▶ [ENUNCIADO 1]:
Copie do texto sobre o Rio de Janeiro dos anos 50 o trecho que começa em "O Rio de Janeiro dos" e vai até "foi o mesmo.".

====== TRECHO DO TEXTO ======

O Rio de Janeiro
José Trajano, o cucuruto fervente que idealizou e materializou a ESPN Brasil, onde este blog cumpre seu pequeno papel, ofereceu recentemente, na própria TV, em um programa especial sobre memórias olímpicas, a seguinte pensata: "O Rio de Janeiro foi, nos anos 50, o melhor lugar que existia para se viver. E eu gostaria que voltasse a ser um dia".
O Rio de Janeiro dos anos 50 era uma festa. A consagração de um estilo de vida praticado ao ar livre. Uma cidade ajeitada por inúmeros aterros que viabilizaram e embelezaram cenários, o centro político e a capital artística do Brasil, onde tudo efervescia com graça e vulto. Em 1940 o Palácio Laranjeiras, construído pela riquíssima familia Guinle, foi dado ao Estado e virou a residência dos presidentes do país até 1960, quando surgiu o Palácio da Alvorada. Período de poder e liberdade em rara coexistência.
E depois o Rio se fundiu e se fodeu, perdeu o fio da meada e boa parte de seu suingue. Tempos de Ditadura, nunca mais nada foi o mesmo.

====== LISTAGEM FORNECIDA ======

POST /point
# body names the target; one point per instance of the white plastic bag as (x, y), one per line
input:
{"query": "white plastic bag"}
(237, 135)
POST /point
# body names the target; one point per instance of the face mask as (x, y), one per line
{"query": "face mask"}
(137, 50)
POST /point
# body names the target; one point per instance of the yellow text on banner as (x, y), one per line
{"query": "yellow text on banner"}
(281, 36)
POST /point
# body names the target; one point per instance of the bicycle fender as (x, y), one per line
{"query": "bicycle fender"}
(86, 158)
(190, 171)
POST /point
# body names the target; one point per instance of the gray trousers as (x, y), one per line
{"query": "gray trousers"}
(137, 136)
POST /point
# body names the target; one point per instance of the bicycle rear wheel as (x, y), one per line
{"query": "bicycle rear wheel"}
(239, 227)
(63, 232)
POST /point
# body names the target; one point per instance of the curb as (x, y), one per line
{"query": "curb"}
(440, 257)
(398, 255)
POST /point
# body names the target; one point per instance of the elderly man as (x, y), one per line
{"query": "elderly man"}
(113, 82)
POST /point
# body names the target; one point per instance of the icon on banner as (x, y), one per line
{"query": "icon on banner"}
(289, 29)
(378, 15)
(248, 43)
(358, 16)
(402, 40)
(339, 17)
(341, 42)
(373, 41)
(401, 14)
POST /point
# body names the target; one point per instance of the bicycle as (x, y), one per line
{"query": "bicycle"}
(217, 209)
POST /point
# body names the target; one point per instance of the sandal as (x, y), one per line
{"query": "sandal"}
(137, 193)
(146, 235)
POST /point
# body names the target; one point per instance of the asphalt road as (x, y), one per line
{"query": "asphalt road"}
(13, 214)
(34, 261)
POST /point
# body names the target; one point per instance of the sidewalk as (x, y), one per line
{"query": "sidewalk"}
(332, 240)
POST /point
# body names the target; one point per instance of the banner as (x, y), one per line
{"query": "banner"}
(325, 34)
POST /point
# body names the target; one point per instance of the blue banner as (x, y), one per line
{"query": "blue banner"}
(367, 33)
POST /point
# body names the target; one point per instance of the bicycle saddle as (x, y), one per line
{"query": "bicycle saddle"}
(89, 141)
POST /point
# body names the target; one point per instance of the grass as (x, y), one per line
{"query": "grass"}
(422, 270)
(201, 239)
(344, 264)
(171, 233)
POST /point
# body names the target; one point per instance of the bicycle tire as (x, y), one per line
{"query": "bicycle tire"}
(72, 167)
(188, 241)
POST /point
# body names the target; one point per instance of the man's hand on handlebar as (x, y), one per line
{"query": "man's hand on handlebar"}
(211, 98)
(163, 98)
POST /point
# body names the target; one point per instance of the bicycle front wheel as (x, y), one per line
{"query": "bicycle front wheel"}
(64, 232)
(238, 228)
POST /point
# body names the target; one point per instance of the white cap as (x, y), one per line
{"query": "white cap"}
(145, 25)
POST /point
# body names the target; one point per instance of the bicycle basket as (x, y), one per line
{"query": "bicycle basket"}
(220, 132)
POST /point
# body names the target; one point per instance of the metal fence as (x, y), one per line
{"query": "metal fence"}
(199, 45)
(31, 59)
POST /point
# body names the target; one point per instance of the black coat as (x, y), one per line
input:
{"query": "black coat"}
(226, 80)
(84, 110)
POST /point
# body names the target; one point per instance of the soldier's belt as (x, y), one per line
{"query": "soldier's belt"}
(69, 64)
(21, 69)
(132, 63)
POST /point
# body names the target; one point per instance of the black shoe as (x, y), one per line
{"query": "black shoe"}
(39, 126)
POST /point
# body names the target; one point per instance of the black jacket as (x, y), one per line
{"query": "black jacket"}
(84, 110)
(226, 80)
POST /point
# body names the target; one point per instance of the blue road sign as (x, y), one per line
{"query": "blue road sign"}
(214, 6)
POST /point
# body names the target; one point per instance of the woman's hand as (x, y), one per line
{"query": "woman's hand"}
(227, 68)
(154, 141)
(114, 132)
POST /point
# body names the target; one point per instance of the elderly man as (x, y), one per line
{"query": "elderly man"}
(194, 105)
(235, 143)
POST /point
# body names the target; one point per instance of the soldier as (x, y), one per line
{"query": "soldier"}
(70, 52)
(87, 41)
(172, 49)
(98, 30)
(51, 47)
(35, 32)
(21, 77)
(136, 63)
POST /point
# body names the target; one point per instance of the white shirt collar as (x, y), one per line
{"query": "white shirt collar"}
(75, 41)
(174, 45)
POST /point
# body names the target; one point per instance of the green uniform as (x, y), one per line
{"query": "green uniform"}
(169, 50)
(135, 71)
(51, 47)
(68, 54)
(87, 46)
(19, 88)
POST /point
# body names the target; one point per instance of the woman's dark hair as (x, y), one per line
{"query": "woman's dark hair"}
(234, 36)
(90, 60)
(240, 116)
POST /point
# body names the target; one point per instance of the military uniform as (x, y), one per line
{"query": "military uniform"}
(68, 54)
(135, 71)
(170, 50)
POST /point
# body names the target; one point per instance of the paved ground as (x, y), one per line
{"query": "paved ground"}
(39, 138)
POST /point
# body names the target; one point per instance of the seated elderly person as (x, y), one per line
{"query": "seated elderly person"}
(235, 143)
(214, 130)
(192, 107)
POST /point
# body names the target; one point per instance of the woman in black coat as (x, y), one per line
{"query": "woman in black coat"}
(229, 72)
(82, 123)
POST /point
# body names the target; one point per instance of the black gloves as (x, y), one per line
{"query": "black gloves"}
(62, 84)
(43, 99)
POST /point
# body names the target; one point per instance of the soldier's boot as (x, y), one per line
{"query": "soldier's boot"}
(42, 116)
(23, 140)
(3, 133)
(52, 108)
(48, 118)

======

▶ [ENUNCIADO 2]:
Reúna todas as linhas da listagem acima que contêm a palavra "wheel".

▶ [RESOLUÇÃO 1]:
O Rio de Janeiro dos anos 50 era uma festa. A consagração de um estilo de vida praticado ao ar livre. Uma cidade ajeitada por inúmeros aterros que viabilizaram e embelezaram cenários, o centro político e a capital artística do Brasil, onde tudo efervescia com graça e vulto. Em 1940 o Palácio Laranjeiras, construído pela riquíssima familia Guinle, foi dado ao Estado e virou a residência dos presidentes do país até 1960, quando surgiu o Palácio da Alvorada. Período de poder e liberdade em rara coexistência.
E depois o Rio se fundiu e se fodeu, perdeu o fio da meada e boa parte de seu suingue. Tempos de Ditadura, nunca mais nada foi o mesmo.

▶ [RESOLUÇÃO 2]:
# body names the target; one point per instance of the bicycle rear wheel as (x, y), one per line
{"query": "bicycle rear wheel"}
# body names the target; one point per instance of the bicycle front wheel as (x, y), one per line
{"query": "bicycle front wheel"}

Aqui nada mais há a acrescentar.